TASK REQUIREMENTS:
Count the lines in the items below that contain the string "lens", with uppercase and lowercase letters treated as different. Reply with the number alone.

### EXERCISE MATERIAL

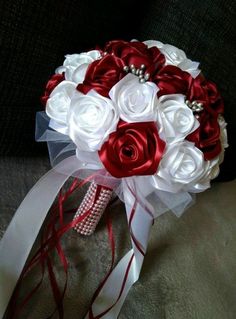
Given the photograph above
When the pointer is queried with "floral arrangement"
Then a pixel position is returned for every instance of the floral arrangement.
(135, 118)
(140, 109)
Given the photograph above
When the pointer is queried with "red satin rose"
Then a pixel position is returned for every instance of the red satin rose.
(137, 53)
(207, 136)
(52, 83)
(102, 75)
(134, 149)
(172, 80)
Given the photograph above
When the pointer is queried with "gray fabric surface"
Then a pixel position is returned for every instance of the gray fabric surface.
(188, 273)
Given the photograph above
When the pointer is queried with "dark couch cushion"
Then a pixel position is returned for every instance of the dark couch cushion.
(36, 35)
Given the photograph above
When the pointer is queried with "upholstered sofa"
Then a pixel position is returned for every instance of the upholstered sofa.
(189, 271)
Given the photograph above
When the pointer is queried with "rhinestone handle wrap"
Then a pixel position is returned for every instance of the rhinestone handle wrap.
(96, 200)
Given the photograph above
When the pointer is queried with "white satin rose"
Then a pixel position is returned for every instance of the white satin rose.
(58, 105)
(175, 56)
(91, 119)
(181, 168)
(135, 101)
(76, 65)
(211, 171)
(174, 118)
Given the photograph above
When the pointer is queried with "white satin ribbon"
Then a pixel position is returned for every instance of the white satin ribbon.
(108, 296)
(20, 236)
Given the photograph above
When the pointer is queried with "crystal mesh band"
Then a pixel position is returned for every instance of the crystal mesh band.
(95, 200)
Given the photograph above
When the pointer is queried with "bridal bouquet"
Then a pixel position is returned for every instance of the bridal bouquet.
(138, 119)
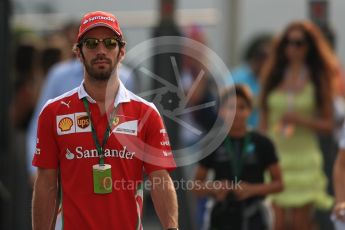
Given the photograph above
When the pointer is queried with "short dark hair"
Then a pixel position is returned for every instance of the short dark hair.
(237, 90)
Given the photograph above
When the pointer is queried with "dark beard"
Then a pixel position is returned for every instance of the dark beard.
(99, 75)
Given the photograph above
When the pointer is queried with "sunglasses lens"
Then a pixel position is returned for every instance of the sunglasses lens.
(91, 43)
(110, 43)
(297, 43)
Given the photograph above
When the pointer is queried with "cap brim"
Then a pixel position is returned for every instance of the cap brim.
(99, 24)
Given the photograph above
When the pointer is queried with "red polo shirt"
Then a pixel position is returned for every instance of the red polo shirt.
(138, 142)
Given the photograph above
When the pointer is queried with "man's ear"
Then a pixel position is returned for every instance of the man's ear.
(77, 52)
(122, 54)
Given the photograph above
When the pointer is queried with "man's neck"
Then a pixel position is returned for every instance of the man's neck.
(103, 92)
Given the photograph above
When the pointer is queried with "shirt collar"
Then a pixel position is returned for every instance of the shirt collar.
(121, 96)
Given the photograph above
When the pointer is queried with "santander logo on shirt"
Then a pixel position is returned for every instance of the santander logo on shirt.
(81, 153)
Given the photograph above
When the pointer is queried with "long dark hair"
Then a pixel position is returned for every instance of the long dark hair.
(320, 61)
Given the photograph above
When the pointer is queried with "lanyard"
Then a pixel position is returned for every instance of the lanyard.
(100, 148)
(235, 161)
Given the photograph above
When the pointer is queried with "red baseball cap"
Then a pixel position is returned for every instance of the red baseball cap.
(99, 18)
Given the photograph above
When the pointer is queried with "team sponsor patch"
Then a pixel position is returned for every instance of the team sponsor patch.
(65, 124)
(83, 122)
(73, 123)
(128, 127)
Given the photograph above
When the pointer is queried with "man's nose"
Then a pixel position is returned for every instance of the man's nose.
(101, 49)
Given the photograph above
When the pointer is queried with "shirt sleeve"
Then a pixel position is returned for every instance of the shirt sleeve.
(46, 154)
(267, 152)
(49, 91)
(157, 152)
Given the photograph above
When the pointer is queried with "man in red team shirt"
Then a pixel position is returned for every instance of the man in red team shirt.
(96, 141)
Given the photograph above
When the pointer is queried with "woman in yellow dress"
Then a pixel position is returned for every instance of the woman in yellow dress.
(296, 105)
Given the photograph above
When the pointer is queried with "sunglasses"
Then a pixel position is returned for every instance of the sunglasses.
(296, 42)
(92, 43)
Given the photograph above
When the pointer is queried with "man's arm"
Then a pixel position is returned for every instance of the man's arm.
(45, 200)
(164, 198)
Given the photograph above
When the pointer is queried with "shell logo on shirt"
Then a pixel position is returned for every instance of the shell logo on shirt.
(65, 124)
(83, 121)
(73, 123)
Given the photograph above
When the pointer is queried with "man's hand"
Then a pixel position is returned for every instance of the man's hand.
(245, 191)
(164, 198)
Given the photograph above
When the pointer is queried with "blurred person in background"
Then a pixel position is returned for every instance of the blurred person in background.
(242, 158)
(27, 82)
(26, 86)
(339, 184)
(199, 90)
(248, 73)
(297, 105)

######
### EXERCISE MATERIAL

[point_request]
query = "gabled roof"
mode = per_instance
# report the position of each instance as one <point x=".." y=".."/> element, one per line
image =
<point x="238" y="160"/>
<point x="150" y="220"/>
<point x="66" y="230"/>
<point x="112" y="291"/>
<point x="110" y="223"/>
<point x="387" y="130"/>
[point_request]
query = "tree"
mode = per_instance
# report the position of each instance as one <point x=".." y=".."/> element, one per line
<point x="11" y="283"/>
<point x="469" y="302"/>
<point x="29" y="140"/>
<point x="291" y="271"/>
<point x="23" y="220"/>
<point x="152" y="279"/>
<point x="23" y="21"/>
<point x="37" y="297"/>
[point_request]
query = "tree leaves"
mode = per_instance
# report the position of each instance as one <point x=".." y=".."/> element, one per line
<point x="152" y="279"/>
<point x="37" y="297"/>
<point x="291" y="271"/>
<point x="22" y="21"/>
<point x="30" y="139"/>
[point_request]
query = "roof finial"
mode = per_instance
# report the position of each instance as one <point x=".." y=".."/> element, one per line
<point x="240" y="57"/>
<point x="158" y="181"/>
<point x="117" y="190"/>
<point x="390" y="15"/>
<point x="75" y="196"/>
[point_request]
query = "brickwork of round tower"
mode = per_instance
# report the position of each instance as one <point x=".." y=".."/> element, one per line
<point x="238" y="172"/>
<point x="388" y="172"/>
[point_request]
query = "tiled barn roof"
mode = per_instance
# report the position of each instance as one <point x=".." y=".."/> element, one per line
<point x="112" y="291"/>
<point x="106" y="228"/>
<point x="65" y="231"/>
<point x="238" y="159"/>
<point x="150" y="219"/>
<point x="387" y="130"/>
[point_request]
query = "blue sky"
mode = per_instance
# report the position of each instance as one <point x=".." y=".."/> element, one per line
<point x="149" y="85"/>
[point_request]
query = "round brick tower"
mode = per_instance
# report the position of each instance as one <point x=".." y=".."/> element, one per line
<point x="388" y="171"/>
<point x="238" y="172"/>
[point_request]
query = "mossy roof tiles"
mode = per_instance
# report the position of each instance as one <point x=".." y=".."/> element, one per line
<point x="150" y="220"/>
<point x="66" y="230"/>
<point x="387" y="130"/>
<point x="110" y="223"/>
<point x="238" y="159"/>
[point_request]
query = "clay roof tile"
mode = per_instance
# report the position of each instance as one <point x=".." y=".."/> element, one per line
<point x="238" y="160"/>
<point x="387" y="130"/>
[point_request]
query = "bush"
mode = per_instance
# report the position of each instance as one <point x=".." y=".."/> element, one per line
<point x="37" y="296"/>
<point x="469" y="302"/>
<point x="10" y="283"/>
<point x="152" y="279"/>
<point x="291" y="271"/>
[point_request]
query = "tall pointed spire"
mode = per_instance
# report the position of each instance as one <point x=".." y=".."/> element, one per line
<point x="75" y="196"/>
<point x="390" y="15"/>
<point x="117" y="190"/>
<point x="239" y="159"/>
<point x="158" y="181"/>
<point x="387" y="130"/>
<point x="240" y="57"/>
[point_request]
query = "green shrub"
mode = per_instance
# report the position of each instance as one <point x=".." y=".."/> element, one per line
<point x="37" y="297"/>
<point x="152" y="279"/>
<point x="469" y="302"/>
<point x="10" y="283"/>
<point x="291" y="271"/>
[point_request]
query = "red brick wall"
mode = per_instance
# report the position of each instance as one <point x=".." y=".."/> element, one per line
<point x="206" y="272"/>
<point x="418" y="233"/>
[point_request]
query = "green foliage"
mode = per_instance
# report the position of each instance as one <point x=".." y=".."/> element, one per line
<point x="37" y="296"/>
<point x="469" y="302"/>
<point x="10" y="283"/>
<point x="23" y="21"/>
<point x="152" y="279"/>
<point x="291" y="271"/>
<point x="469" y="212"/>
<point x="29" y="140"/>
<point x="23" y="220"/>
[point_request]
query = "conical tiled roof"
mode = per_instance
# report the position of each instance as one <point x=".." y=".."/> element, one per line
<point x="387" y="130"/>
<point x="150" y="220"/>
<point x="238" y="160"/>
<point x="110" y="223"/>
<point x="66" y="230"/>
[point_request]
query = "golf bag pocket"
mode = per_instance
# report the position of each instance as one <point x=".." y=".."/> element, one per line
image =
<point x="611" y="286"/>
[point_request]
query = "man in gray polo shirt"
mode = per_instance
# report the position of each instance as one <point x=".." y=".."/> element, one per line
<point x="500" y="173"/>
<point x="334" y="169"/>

######
### EXERCISE MATERIAL

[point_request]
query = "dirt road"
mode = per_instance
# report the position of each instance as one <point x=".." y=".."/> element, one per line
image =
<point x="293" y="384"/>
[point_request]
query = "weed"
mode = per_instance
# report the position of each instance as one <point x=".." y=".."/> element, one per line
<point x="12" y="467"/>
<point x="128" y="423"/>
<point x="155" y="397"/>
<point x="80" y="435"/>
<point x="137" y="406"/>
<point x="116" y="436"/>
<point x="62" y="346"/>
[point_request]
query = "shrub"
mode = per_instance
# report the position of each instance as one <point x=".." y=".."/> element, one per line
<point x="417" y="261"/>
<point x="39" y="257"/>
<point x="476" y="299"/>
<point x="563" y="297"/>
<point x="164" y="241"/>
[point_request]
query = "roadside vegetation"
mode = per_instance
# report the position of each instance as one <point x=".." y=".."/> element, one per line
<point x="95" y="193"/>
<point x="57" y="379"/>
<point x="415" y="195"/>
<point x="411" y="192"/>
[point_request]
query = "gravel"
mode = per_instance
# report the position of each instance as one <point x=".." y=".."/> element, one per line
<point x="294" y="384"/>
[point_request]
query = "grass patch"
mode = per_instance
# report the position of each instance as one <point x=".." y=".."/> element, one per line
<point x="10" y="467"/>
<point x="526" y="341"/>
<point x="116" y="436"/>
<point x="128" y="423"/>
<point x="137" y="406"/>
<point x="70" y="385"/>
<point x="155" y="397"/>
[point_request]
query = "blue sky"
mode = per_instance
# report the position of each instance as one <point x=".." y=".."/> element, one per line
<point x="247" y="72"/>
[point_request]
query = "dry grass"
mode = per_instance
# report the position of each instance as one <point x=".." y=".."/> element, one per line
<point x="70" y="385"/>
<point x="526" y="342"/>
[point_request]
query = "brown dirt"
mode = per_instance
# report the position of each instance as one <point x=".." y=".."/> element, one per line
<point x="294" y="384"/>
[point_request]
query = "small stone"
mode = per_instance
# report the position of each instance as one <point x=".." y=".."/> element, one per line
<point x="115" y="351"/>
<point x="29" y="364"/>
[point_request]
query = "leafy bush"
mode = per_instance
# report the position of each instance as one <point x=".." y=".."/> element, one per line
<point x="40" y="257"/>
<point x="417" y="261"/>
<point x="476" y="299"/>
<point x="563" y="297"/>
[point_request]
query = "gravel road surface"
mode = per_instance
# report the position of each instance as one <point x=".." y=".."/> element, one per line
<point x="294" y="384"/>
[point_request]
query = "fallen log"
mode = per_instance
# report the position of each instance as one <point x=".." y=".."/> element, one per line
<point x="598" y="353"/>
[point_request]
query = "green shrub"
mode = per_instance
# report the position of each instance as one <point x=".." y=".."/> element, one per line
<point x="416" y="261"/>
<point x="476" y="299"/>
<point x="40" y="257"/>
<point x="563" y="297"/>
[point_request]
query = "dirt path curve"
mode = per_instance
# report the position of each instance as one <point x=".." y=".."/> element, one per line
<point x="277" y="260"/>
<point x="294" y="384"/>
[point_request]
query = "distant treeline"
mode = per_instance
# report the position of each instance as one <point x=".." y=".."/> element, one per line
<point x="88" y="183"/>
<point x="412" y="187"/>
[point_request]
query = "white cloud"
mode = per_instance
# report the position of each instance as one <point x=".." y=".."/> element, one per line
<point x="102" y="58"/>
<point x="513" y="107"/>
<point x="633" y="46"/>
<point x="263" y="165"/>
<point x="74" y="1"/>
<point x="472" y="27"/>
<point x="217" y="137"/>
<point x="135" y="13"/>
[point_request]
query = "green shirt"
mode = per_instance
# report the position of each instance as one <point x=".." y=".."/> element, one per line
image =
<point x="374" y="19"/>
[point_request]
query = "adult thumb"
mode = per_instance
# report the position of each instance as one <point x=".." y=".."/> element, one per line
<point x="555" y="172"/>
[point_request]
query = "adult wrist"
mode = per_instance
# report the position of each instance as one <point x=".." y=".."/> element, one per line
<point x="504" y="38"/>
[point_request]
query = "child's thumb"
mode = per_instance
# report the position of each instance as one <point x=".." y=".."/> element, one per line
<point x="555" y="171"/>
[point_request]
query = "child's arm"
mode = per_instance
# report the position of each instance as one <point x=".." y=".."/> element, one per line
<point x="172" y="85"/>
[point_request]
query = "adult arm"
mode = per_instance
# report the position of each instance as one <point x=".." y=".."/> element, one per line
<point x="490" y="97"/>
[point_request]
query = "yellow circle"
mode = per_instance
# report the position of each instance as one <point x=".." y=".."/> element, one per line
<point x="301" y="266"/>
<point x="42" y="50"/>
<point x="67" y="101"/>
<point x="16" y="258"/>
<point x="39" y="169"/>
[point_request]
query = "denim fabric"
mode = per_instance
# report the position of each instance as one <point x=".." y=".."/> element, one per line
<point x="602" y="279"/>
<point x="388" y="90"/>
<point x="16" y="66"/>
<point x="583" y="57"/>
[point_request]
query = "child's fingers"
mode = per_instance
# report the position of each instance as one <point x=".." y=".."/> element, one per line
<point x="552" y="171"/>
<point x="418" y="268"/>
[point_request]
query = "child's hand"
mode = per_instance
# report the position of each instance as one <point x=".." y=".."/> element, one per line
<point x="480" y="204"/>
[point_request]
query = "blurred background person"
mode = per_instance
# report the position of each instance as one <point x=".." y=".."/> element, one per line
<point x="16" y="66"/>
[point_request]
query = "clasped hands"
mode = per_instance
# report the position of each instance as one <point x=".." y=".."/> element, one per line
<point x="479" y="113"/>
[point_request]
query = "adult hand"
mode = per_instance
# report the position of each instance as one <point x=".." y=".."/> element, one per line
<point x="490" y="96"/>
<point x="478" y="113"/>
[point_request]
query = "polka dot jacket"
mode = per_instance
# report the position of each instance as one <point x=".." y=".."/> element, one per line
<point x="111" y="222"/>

######

SOLUTION:
2